● Fragmento extraído:
────
Valoraciones de una efemérides

Manuel José Álvarez Didyme

A propósito de la proximidad de la efemérides del mal llamado descubrimiento de América, que alguien con afortunado acierto rebautizó como “el amalgamiento de dos culturas” o “el encuentro de dos mundos”, y casi coincidente con la fecha de la fundación de nuestra capital el 14 de octubre, -esta en 1550 y aquella en 1492-, hace que la estatua del fundador, Andrés López de Galarza que orna la entrada de la ciudad, se transforme en centro de debate y confrontación de los detractores del rol que jugaron los representantes del imperio español en estas tierras, con quienes celebran con júbilo el arribo de la cultura peninsular a nuestros lares.
────
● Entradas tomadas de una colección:
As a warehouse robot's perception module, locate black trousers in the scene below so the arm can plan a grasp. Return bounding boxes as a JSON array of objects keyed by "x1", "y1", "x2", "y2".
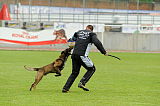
[{"x1": 63, "y1": 54, "x2": 96, "y2": 90}]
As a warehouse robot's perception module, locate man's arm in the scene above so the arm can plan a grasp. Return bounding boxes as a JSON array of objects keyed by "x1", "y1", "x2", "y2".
[{"x1": 92, "y1": 33, "x2": 108, "y2": 56}]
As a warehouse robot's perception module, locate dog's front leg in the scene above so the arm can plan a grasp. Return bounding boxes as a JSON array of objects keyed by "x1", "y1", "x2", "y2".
[
  {"x1": 30, "y1": 70, "x2": 44, "y2": 91},
  {"x1": 55, "y1": 67, "x2": 61, "y2": 77}
]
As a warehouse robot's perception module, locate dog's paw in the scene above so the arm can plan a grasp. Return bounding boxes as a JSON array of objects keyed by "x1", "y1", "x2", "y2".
[{"x1": 55, "y1": 74, "x2": 61, "y2": 77}]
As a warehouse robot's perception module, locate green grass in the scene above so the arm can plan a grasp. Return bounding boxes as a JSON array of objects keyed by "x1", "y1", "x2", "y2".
[{"x1": 0, "y1": 50, "x2": 160, "y2": 106}]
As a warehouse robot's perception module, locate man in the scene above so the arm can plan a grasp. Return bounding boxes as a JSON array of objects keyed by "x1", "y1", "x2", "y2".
[{"x1": 62, "y1": 25, "x2": 108, "y2": 93}]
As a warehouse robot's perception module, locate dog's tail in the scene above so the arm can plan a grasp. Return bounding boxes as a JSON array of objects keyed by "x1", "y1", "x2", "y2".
[{"x1": 24, "y1": 65, "x2": 39, "y2": 71}]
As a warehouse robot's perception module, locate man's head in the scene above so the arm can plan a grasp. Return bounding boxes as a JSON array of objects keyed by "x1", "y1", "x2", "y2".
[{"x1": 86, "y1": 25, "x2": 93, "y2": 31}]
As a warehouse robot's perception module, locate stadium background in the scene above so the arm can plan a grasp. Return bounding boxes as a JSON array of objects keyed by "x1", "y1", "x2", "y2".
[{"x1": 0, "y1": 0, "x2": 160, "y2": 52}]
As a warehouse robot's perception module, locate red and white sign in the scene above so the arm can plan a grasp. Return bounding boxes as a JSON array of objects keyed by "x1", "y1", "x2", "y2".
[{"x1": 122, "y1": 24, "x2": 160, "y2": 33}]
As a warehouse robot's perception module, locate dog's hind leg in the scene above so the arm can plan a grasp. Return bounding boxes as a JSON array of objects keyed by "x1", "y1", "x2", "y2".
[
  {"x1": 30, "y1": 70, "x2": 44, "y2": 91},
  {"x1": 24, "y1": 65, "x2": 40, "y2": 71}
]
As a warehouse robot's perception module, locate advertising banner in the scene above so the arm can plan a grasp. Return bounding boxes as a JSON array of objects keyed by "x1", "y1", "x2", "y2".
[
  {"x1": 122, "y1": 24, "x2": 160, "y2": 33},
  {"x1": 0, "y1": 27, "x2": 67, "y2": 46}
]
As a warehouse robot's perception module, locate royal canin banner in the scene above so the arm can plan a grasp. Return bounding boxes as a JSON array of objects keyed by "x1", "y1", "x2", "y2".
[{"x1": 0, "y1": 27, "x2": 67, "y2": 46}]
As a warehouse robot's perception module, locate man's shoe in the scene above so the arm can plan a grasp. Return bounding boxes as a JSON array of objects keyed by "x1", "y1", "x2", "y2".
[
  {"x1": 62, "y1": 89, "x2": 69, "y2": 93},
  {"x1": 78, "y1": 83, "x2": 89, "y2": 91}
]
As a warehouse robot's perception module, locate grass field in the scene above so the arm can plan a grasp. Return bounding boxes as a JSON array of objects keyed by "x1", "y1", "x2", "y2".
[{"x1": 0, "y1": 50, "x2": 160, "y2": 106}]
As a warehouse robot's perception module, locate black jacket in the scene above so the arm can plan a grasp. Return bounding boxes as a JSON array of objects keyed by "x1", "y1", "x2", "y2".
[{"x1": 72, "y1": 30, "x2": 106, "y2": 56}]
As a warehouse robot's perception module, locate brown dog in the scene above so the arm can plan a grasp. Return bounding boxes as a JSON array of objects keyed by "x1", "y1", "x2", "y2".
[{"x1": 24, "y1": 47, "x2": 73, "y2": 91}]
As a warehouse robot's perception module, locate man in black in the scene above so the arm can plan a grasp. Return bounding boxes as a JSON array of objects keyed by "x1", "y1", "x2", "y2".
[{"x1": 62, "y1": 25, "x2": 108, "y2": 92}]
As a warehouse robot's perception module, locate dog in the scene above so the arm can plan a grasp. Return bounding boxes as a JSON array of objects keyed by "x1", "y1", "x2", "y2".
[{"x1": 24, "y1": 47, "x2": 73, "y2": 91}]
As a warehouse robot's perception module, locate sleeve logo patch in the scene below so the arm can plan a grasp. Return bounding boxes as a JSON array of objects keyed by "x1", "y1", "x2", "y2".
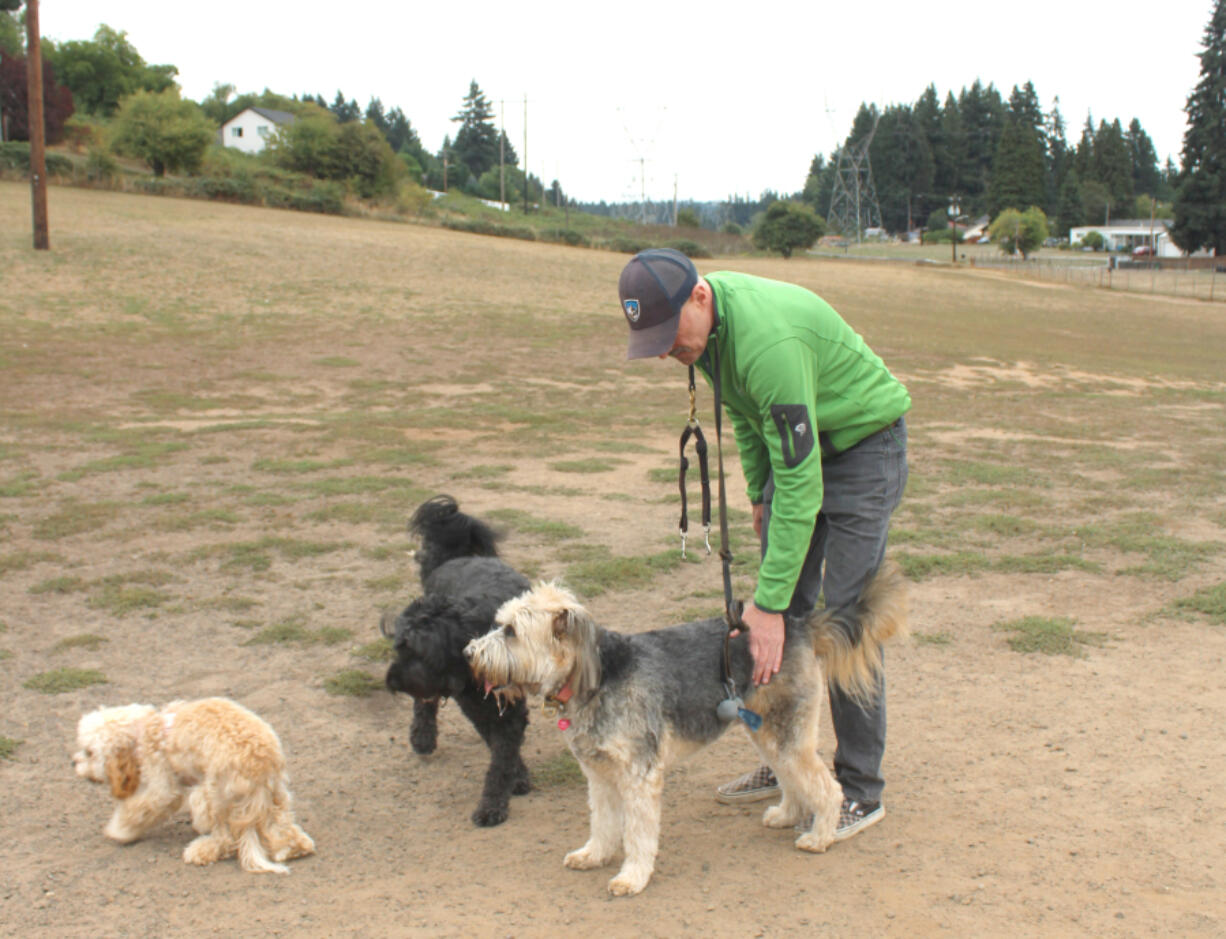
[{"x1": 770, "y1": 405, "x2": 813, "y2": 468}]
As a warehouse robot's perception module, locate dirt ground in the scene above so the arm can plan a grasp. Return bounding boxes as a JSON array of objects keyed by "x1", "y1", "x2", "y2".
[{"x1": 0, "y1": 186, "x2": 1226, "y2": 937}]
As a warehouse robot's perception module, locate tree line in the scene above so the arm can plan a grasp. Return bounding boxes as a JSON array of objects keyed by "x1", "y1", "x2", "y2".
[{"x1": 801, "y1": 81, "x2": 1177, "y2": 235}]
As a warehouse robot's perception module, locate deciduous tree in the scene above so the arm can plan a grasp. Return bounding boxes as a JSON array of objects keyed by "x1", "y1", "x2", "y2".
[
  {"x1": 754, "y1": 201, "x2": 826, "y2": 257},
  {"x1": 43, "y1": 25, "x2": 179, "y2": 118},
  {"x1": 113, "y1": 88, "x2": 217, "y2": 177},
  {"x1": 988, "y1": 206, "x2": 1048, "y2": 259}
]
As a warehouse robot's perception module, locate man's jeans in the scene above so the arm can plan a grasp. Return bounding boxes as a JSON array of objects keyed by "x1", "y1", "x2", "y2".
[{"x1": 761, "y1": 418, "x2": 907, "y2": 802}]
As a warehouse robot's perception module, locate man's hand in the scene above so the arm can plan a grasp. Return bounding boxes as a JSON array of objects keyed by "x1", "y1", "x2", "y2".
[{"x1": 732, "y1": 601, "x2": 783, "y2": 685}]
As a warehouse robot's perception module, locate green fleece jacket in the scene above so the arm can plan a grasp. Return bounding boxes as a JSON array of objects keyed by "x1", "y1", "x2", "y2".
[{"x1": 696, "y1": 271, "x2": 911, "y2": 613}]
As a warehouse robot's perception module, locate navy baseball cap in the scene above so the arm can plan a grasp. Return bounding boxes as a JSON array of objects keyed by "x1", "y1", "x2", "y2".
[{"x1": 617, "y1": 248, "x2": 698, "y2": 359}]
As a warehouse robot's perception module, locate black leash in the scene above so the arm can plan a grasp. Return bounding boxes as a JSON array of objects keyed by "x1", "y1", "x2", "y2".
[
  {"x1": 677, "y1": 365, "x2": 711, "y2": 558},
  {"x1": 678, "y1": 336, "x2": 763, "y2": 731}
]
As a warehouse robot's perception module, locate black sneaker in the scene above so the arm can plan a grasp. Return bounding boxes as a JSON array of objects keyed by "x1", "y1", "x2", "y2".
[{"x1": 835, "y1": 799, "x2": 885, "y2": 841}]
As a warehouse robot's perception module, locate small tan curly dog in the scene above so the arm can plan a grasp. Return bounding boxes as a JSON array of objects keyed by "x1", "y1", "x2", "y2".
[{"x1": 72, "y1": 698, "x2": 315, "y2": 874}]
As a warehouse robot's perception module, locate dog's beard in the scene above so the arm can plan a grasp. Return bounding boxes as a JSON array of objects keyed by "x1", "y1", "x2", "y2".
[{"x1": 465, "y1": 633, "x2": 542, "y2": 707}]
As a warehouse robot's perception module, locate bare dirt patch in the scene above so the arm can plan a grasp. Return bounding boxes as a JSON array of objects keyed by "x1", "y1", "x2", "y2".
[{"x1": 0, "y1": 184, "x2": 1226, "y2": 937}]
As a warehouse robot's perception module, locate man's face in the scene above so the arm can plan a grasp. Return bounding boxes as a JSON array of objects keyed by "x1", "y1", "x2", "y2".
[{"x1": 660, "y1": 295, "x2": 709, "y2": 365}]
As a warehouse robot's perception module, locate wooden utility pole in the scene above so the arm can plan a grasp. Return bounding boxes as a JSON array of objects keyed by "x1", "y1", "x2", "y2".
[{"x1": 26, "y1": 0, "x2": 51, "y2": 251}]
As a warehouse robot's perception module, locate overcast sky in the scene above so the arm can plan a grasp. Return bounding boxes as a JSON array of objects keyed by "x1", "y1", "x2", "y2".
[{"x1": 39, "y1": 0, "x2": 1213, "y2": 202}]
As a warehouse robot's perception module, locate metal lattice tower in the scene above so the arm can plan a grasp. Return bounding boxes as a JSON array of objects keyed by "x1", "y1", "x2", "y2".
[{"x1": 828, "y1": 114, "x2": 881, "y2": 244}]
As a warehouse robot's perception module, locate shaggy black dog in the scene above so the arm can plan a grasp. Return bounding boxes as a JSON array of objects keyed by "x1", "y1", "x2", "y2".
[{"x1": 383, "y1": 495, "x2": 532, "y2": 826}]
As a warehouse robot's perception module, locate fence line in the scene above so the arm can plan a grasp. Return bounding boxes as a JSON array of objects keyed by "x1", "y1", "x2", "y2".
[{"x1": 971, "y1": 257, "x2": 1226, "y2": 302}]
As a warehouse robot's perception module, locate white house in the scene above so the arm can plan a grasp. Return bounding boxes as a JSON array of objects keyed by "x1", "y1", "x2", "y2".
[
  {"x1": 217, "y1": 108, "x2": 297, "y2": 153},
  {"x1": 1069, "y1": 218, "x2": 1183, "y2": 257}
]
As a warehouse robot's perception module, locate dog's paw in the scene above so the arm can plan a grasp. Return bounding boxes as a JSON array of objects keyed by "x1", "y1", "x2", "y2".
[
  {"x1": 472, "y1": 804, "x2": 510, "y2": 829},
  {"x1": 183, "y1": 835, "x2": 234, "y2": 867},
  {"x1": 408, "y1": 723, "x2": 439, "y2": 756},
  {"x1": 609, "y1": 869, "x2": 651, "y2": 896},
  {"x1": 794, "y1": 826, "x2": 835, "y2": 854}
]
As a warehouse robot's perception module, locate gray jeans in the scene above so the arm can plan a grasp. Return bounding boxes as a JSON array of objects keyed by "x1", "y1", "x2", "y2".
[{"x1": 761, "y1": 418, "x2": 907, "y2": 802}]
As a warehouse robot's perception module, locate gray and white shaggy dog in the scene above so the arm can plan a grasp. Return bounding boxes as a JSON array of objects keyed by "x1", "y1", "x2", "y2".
[
  {"x1": 381, "y1": 495, "x2": 532, "y2": 826},
  {"x1": 465, "y1": 564, "x2": 906, "y2": 895}
]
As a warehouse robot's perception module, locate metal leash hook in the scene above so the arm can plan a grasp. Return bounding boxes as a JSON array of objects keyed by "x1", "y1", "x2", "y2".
[{"x1": 677, "y1": 365, "x2": 711, "y2": 559}]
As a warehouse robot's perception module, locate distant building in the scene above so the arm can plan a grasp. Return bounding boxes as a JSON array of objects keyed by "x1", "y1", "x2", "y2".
[
  {"x1": 217, "y1": 108, "x2": 297, "y2": 153},
  {"x1": 1069, "y1": 218, "x2": 1203, "y2": 257}
]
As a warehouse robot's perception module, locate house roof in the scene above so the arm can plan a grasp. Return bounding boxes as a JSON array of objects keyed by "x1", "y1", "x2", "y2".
[{"x1": 250, "y1": 108, "x2": 298, "y2": 124}]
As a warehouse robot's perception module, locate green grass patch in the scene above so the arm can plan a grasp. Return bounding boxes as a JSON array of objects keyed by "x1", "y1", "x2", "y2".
[
  {"x1": 1175, "y1": 584, "x2": 1226, "y2": 625},
  {"x1": 141, "y1": 493, "x2": 191, "y2": 505},
  {"x1": 0, "y1": 552, "x2": 63, "y2": 576},
  {"x1": 251, "y1": 460, "x2": 349, "y2": 476},
  {"x1": 943, "y1": 460, "x2": 1051, "y2": 487},
  {"x1": 51, "y1": 633, "x2": 110, "y2": 652},
  {"x1": 324, "y1": 668, "x2": 384, "y2": 698},
  {"x1": 200, "y1": 597, "x2": 260, "y2": 613},
  {"x1": 992, "y1": 554, "x2": 1102, "y2": 574},
  {"x1": 992, "y1": 617, "x2": 1107, "y2": 657},
  {"x1": 307, "y1": 503, "x2": 384, "y2": 525},
  {"x1": 532, "y1": 750, "x2": 586, "y2": 789},
  {"x1": 22, "y1": 668, "x2": 107, "y2": 695},
  {"x1": 452, "y1": 463, "x2": 515, "y2": 479},
  {"x1": 243, "y1": 614, "x2": 353, "y2": 646},
  {"x1": 352, "y1": 636, "x2": 395, "y2": 662},
  {"x1": 566, "y1": 547, "x2": 682, "y2": 597},
  {"x1": 971, "y1": 515, "x2": 1038, "y2": 538},
  {"x1": 189, "y1": 537, "x2": 348, "y2": 572},
  {"x1": 895, "y1": 552, "x2": 991, "y2": 580},
  {"x1": 55, "y1": 440, "x2": 188, "y2": 483},
  {"x1": 485, "y1": 509, "x2": 585, "y2": 542},
  {"x1": 153, "y1": 509, "x2": 243, "y2": 532},
  {"x1": 31, "y1": 501, "x2": 119, "y2": 541},
  {"x1": 0, "y1": 470, "x2": 38, "y2": 499},
  {"x1": 549, "y1": 460, "x2": 625, "y2": 473}
]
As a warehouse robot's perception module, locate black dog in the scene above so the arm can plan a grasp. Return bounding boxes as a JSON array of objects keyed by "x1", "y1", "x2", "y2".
[{"x1": 383, "y1": 495, "x2": 532, "y2": 826}]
────
● Tarea a realizar: Cita literalmente del texto sobre la efemérides el fragmento comprendido entre "Manuel José Álvarez" y "a nuestros lares.", ambos incluidos.

● Respuesta redactada:
Manuel José Álvarez Didyme

A propósito de la proximidad de la efemérides del mal llamado descubrimiento de América, que alguien con afortunado acierto rebautizó como “el amalgamiento de dos culturas” o “el encuentro de dos mundos”, y casi coincidente con la fecha de la fundación de nuestra capital el 14 de octubre, -esta en 1550 y aquella en 1492-, hace que la estatua del fundador, Andrés López de Galarza que orna la entrada de la ciudad, se transforme en centro de debate y confrontación de los detractores del rol que jugaron los representantes del imperio español en estas tierras, con quienes celebran con júbilo el arribo de la cultura peninsular a nuestros lares.